_Task instructions_
Each record below should be output verbatim, without pictures.

Entries supplied below:

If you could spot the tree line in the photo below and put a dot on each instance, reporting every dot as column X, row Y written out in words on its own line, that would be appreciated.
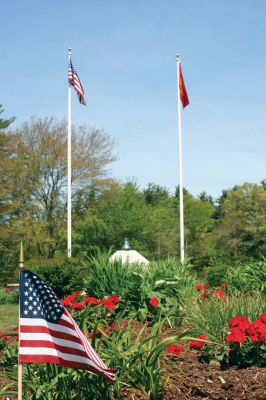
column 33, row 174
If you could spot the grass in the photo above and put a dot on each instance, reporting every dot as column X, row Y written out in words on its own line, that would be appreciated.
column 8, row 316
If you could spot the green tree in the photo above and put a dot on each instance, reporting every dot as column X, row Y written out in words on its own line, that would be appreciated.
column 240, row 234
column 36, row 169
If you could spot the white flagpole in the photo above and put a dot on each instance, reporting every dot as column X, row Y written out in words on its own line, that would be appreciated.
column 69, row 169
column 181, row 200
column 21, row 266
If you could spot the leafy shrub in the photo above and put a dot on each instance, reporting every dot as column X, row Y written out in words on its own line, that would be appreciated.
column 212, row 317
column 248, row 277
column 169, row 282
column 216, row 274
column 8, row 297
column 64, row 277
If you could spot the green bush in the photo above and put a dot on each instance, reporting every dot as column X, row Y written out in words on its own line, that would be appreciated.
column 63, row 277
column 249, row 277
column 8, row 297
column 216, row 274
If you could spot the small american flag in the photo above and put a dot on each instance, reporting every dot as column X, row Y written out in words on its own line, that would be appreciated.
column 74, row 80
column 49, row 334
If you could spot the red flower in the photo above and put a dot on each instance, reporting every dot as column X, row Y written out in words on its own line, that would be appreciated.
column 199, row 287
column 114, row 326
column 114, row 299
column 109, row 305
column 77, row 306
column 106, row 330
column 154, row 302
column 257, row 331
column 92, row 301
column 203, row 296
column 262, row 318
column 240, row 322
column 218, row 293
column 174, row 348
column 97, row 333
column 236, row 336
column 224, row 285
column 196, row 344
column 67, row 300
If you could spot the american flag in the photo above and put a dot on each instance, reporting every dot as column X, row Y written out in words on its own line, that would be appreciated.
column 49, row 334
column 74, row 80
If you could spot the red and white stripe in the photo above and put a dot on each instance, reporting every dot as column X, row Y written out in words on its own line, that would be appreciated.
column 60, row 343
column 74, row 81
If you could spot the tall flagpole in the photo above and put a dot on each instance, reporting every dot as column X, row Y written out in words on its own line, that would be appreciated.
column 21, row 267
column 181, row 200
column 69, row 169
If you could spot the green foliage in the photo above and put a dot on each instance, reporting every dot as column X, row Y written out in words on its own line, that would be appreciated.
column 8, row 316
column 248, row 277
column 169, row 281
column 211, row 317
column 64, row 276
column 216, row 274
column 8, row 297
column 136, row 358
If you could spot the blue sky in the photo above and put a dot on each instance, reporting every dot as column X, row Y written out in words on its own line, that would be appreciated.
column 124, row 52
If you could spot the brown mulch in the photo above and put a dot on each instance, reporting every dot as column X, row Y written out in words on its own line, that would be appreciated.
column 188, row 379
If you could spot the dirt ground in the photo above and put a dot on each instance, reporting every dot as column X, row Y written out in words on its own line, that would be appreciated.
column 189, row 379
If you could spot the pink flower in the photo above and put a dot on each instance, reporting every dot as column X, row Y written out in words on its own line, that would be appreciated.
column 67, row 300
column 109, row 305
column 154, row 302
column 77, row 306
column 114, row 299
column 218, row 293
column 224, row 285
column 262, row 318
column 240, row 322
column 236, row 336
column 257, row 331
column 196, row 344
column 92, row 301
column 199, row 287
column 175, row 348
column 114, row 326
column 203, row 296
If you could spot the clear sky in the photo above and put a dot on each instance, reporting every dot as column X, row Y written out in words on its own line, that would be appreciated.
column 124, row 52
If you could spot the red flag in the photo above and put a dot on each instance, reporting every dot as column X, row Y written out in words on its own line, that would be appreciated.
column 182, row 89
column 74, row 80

End of Entries supplied.

_Your response_
If you could spot the tree line in the photo below and put a dot on each instance, reporting every dot as column X, row Y written out in words on its own line, that would be appreciated.
column 33, row 174
If you could spot the grass in the photo above and put a dot on each instance, reporting every dot as column X, row Y written out in words on its own line, that would be appreciated.
column 8, row 316
If you could spot the green tree in the photo above and put a dot on each instance, reporting every dot as column X, row Y written out in words on its own line, that would be appreciated.
column 240, row 234
column 36, row 169
If you could spot the white flagpole in the photo above and put a dot on each instance, reporting every dot as column X, row Y written out in words on its own line, that would be appreciated.
column 69, row 169
column 181, row 200
column 21, row 266
If you could spot the leafy shrub in the photo above and put a dot on each instance, reporting every dot as column X, row Y written out in words on its own line, that would be appreciated.
column 212, row 317
column 248, row 277
column 169, row 282
column 216, row 274
column 8, row 297
column 64, row 277
If you could spot the green bush in the photo above and put a dot on each instance, reporting every dot as column X, row Y written out in words on its own line, that would be appreciated.
column 63, row 277
column 249, row 277
column 8, row 297
column 216, row 274
If you could spot the small american flag in the photo above and put a dot on each instance, reporting every dot as column X, row Y written out in words on its own line, that would be appreciated.
column 74, row 80
column 49, row 334
If you could spot the red flower in the photo above and put a dot on each instance, reporting every dot as column X, row Y written out in words on its own line, that would be appreciated.
column 199, row 287
column 114, row 326
column 114, row 299
column 109, row 305
column 77, row 306
column 106, row 330
column 154, row 302
column 257, row 331
column 92, row 301
column 203, row 296
column 262, row 318
column 240, row 322
column 218, row 293
column 174, row 348
column 97, row 333
column 236, row 336
column 224, row 285
column 196, row 344
column 67, row 300
If you could spot the american flag in the photo above and put a dot on each instance, reporting every dot as column X, row Y written out in words on its own line, that would be appreciated.
column 49, row 334
column 74, row 80
If you could spot the red and white stripe in the photo above and put a dot on each instance, reporting every dot as column X, row Y written out in words on its own line, that would be appreciated.
column 60, row 343
column 74, row 81
If you could spot the tall flagpole in the photo above and put a dot on each instance, reporting every dot as column X, row Y written out in words on its own line, that would be appreciated.
column 21, row 267
column 181, row 200
column 69, row 169
If you could spot the green foliage in the photo above and put a dot on each instance, reporting every dot as column X, row Y written out in words on its own line, that would be appreciated.
column 8, row 316
column 248, row 277
column 169, row 281
column 211, row 317
column 64, row 276
column 216, row 274
column 8, row 297
column 136, row 358
If you could spot the blue sky in the photo above and put a dot on each instance, reporting every dot as column X, row Y written out in words on its own line, that would be appreciated.
column 124, row 52
If you could spot the brown mulch in the photo above and put a dot on each instance, reporting every dot as column X, row Y written out in words on its own line, that would be appreciated.
column 188, row 379
If you could spot the dirt ground in the photo above and put a dot on each instance, reporting every dot as column X, row Y written out in words on its own line, that would be appreciated.
column 189, row 379
If you could spot the pink flower in the photo above and put a dot on each instance, reporting every dot as column X, row Y written out in words on its own line, that would be appreciated.
column 67, row 300
column 109, row 305
column 154, row 302
column 77, row 306
column 114, row 299
column 218, row 293
column 224, row 285
column 262, row 318
column 240, row 322
column 236, row 336
column 257, row 331
column 196, row 344
column 92, row 301
column 199, row 287
column 175, row 348
column 114, row 326
column 203, row 296
If you could spot the clear sky in the photo above and put a dot on each instance, reporting every dot as column X, row Y written out in words on its own line, that would be appreciated.
column 124, row 52
If you could spot the red flag in the photo above and put a dot on each instance, reporting every dot as column X, row Y written out in words on its own line, that would be appreciated.
column 182, row 89
column 74, row 80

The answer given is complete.